====== THE DATA ======
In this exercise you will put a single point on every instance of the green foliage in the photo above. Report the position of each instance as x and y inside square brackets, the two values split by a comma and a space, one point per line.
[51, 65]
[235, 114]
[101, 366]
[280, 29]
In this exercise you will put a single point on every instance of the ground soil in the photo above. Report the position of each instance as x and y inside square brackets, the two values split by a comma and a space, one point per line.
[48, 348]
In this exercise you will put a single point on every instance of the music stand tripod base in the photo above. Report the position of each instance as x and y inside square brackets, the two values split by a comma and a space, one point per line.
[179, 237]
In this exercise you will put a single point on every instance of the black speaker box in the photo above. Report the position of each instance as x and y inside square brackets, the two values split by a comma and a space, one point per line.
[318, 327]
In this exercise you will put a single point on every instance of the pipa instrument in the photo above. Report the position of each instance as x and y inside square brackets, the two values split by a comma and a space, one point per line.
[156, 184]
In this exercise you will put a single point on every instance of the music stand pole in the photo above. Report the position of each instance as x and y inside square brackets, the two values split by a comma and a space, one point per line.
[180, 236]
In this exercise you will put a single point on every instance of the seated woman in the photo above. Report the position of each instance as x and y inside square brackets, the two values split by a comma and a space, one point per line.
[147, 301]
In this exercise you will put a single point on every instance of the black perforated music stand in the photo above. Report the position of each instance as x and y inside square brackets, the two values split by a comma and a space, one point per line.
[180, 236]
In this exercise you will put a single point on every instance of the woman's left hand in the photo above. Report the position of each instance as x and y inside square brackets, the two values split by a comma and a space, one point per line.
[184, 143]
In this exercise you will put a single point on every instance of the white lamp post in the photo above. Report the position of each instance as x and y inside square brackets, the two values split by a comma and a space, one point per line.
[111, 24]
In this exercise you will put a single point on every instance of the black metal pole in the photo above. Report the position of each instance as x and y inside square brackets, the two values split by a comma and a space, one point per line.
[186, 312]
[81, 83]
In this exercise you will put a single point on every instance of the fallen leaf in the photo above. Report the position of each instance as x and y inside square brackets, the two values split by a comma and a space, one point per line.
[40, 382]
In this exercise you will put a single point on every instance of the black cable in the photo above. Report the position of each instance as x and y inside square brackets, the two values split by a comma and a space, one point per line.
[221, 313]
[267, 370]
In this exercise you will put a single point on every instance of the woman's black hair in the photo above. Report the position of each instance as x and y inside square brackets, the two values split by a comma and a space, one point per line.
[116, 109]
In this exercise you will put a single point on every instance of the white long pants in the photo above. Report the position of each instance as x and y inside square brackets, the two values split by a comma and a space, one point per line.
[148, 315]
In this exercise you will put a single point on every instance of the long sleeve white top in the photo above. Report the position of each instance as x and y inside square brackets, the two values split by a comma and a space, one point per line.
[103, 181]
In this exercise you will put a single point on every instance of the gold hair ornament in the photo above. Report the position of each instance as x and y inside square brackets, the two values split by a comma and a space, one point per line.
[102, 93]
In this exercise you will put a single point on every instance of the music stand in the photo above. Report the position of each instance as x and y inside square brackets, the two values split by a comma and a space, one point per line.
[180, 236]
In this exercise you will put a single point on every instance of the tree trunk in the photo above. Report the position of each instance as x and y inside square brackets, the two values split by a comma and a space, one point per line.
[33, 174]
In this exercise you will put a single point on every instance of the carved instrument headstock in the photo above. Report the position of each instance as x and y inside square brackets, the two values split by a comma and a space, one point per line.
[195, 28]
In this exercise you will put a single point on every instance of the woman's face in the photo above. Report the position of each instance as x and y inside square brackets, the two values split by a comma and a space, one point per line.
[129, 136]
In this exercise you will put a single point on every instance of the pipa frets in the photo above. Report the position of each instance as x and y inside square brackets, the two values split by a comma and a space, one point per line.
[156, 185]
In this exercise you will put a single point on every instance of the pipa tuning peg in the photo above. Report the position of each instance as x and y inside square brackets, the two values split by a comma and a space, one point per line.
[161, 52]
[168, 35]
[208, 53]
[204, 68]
======
### WHAT THE TASK REQUIRES
Each record above is to be restated word for word.

### WRITTEN ANSWER
In this exercise you will put a single point on every instance of the green foliage in the photo above. Report the position of each instance as x and y inside square brackets, the two values split by a comma and a space, one point per line.
[51, 65]
[235, 114]
[101, 366]
[280, 29]
In this exercise you will put a single point on every instance of the ground soil in the photo above. Report the position of each instance as x and y inside square brackets, the two values split by a comma and a space, one point per line.
[48, 348]
In this exercise you will put a single point on every instance of the music stand tripod base in the photo above. Report the position of each instance as x and y inside square brackets, the two values split by a comma and a space, one point per line.
[179, 237]
In this exercise you will put a single point on every instance of the black speaker box in the photo above. Report the position of each instance as x and y inside square brackets, the two values split by a comma and a space, one point per line.
[318, 327]
In this exercise you will put a single point on every instance of the pipa instrument in the photo above. Report the position of each instance as x and y inside square brackets, the two values split by a comma and a space, one point per line.
[156, 184]
In this exercise you will put a single point on every instance of the music stand pole in the photo above. Report the position of each instance as x and y inside square brackets, the two values split by a comma and a space, one point per line.
[180, 236]
In this exercise you will put a single point on every instance of the seated woman in the photo above. Report the position of each instance as x and y inside square brackets, the two values split by a comma and a space, one point per line.
[147, 301]
In this exercise you will put a single point on every instance of the black perforated music stand in the photo above. Report the position of each instance as x and y inside square brackets, the two values split by a comma and a space, one point per line.
[180, 236]
In this exercise you will put a single point on every instance of the woman's left hand in the photo above. Report the position of each instance as x and y inside square brackets, the two values split by a comma and a space, one point per line.
[184, 143]
In this exercise you will put a single point on every instance of the white lamp post in the photo above. Report the position of each instance as x and y inside square brackets, the two values split by a comma and a space, one point per line.
[111, 24]
In this exercise you will put a single point on every instance of the black metal pole in the photo above. Report the position of each instance as x and y inside square brackets, the two values split by a comma and a space, one point per line.
[186, 312]
[81, 83]
In this exercise you will put a single point on every instance of the fallen leaf in the photo above. Report the position of each instance as x and y inside square brackets, the two values split by a comma and a space, one point per line.
[40, 382]
In this exercise you will put a single point on every instance of the black cable in the photo above. Report the position of each instance as x and y inside square brackets, the two values split by a comma and a space, one point per line.
[221, 313]
[267, 370]
In this exercise you will put a single point on every instance of the woman's black hair in the photo above. Report the position of each instance as x and y inside square brackets, the two values split by a comma and a space, one point per line.
[116, 109]
In this exercise you will put a single point on every instance of the white long pants in the photo above. Report the position of each instance as x and y inside square brackets, the two values split by a comma and a space, one point per line.
[148, 315]
In this exercise you will put a single point on every instance of the long sleeve white top in the photo above. Report the position of each instance as x and y inside square brackets, the two values split by a comma and a space, one point per line.
[103, 181]
In this exercise you will put a single point on every instance of the gold hair ornament in the photo above. Report the position of each instance as x and y inside square brackets, the two values split by a comma and a space, one point per line.
[102, 93]
In this exercise you will put a single point on every instance of the music stand in the photo above. Report the position of each instance as x and y inside square brackets, the two values split by a comma and a space, one point per line.
[180, 236]
In this exercise you will put a single point on every instance of the tree trunk in the photo above. Report the position of each instance as x and y inside square brackets, the two values split by a comma and a space, one point per line.
[33, 174]
In this exercise you will put a single point on every instance of the carved instrument headstock in the photo above. Report the position of each instance as x and y inside square brackets, the two values split by a comma and a space, one point per line.
[195, 28]
In this exercise you will put a single point on every instance of the woman's face in the photo above. Report the position of each instance as x and y inside square brackets, the two values split by a comma and a space, one point per line.
[129, 136]
In this exercise you will put a single point on every instance of the pipa frets in the photo above. Report the position of each instance as x and y inside square brackets, the two values split by a comma and a space, one point per line.
[156, 185]
In this exercise you will put a single point on every instance of the pipa tuning peg in the photo above. Report the position of each instance as x and y inside square brackets, the two values split by a comma and a space, one point per line.
[161, 52]
[168, 35]
[208, 53]
[204, 68]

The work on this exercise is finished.